> _WHAT THE TASK ASKS_: Extract every line of the data below that contains the string "tree", treating uppercase and lowercase letters as different.

[Dataset extracts labeled with boxes]
---+---

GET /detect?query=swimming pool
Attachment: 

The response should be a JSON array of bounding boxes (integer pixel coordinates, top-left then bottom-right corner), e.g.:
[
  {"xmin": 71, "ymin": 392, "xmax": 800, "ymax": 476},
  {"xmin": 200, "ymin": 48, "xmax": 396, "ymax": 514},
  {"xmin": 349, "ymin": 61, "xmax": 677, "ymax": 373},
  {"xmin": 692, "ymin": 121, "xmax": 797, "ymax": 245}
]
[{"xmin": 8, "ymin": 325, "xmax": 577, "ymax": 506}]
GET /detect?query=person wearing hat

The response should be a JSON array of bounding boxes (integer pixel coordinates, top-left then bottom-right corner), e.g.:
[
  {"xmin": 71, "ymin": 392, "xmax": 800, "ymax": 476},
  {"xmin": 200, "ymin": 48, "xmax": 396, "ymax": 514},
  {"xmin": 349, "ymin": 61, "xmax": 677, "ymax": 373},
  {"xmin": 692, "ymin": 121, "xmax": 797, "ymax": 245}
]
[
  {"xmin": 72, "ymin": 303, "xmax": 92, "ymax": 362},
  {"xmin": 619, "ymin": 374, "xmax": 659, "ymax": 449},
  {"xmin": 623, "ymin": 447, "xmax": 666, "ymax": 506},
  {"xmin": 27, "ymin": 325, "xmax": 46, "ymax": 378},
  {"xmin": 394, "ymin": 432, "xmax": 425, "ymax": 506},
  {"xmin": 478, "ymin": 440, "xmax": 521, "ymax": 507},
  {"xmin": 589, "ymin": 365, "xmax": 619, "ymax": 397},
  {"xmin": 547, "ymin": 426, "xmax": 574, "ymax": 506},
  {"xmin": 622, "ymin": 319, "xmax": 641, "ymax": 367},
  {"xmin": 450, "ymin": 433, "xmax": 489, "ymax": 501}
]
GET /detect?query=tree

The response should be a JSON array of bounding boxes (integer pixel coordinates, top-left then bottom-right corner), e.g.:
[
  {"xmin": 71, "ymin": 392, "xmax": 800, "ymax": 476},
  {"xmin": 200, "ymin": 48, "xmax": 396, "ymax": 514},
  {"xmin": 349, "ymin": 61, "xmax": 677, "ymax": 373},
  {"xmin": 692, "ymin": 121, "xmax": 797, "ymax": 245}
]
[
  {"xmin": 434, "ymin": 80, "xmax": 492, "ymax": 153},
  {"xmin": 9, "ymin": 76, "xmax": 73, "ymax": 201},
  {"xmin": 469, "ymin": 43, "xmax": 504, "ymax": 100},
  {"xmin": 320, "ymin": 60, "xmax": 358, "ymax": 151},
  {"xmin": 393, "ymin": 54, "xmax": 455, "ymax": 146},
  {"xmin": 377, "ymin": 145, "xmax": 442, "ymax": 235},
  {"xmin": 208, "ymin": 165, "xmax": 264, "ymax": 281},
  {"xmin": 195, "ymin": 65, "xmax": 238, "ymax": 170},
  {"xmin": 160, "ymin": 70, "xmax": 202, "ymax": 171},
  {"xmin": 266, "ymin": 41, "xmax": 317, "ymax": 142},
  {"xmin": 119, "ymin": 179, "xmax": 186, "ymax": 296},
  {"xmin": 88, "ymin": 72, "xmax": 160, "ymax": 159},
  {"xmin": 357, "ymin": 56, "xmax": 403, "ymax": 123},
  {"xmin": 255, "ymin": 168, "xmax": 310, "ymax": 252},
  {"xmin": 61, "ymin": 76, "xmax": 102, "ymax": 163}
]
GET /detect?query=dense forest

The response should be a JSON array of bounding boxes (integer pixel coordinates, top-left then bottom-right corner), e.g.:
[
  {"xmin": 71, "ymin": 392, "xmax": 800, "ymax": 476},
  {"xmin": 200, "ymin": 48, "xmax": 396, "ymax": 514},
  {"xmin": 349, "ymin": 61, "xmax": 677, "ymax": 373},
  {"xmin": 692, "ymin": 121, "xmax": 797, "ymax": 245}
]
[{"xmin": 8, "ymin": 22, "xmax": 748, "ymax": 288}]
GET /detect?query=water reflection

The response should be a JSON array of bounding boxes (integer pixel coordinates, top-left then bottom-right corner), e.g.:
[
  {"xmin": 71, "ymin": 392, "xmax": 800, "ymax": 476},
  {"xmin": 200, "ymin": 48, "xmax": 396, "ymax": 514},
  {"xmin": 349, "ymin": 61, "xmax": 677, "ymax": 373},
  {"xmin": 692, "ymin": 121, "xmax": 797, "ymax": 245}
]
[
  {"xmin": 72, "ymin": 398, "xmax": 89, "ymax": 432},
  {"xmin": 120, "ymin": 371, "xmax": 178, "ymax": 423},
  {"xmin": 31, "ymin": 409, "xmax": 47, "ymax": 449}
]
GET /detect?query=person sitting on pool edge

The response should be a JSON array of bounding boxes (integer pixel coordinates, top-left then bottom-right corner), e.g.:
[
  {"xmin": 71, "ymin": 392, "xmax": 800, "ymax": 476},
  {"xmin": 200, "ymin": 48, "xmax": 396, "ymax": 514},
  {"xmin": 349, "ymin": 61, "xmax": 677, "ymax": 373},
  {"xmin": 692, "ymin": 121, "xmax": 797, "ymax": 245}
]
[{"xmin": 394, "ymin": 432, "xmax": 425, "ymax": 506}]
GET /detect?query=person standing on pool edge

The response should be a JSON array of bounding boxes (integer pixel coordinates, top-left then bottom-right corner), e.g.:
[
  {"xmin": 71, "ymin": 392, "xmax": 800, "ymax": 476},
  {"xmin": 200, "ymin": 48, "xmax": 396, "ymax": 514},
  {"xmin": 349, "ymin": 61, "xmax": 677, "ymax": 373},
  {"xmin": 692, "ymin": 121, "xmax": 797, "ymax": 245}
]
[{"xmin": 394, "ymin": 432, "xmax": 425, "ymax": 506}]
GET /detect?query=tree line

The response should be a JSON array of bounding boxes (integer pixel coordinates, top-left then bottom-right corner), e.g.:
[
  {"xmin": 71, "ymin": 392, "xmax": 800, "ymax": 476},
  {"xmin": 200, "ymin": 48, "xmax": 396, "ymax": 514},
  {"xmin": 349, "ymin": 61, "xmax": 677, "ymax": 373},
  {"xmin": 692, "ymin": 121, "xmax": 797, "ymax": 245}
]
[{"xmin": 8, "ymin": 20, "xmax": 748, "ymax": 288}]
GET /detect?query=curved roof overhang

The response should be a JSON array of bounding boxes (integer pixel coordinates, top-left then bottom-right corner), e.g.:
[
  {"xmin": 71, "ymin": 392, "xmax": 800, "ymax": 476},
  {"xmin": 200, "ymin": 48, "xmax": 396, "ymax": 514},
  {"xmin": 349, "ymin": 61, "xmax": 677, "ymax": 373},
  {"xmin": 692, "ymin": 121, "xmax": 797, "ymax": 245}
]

---+---

> _WRITTEN SOLUTION_:
GET /detect?query=tree
GET /detect?query=tree line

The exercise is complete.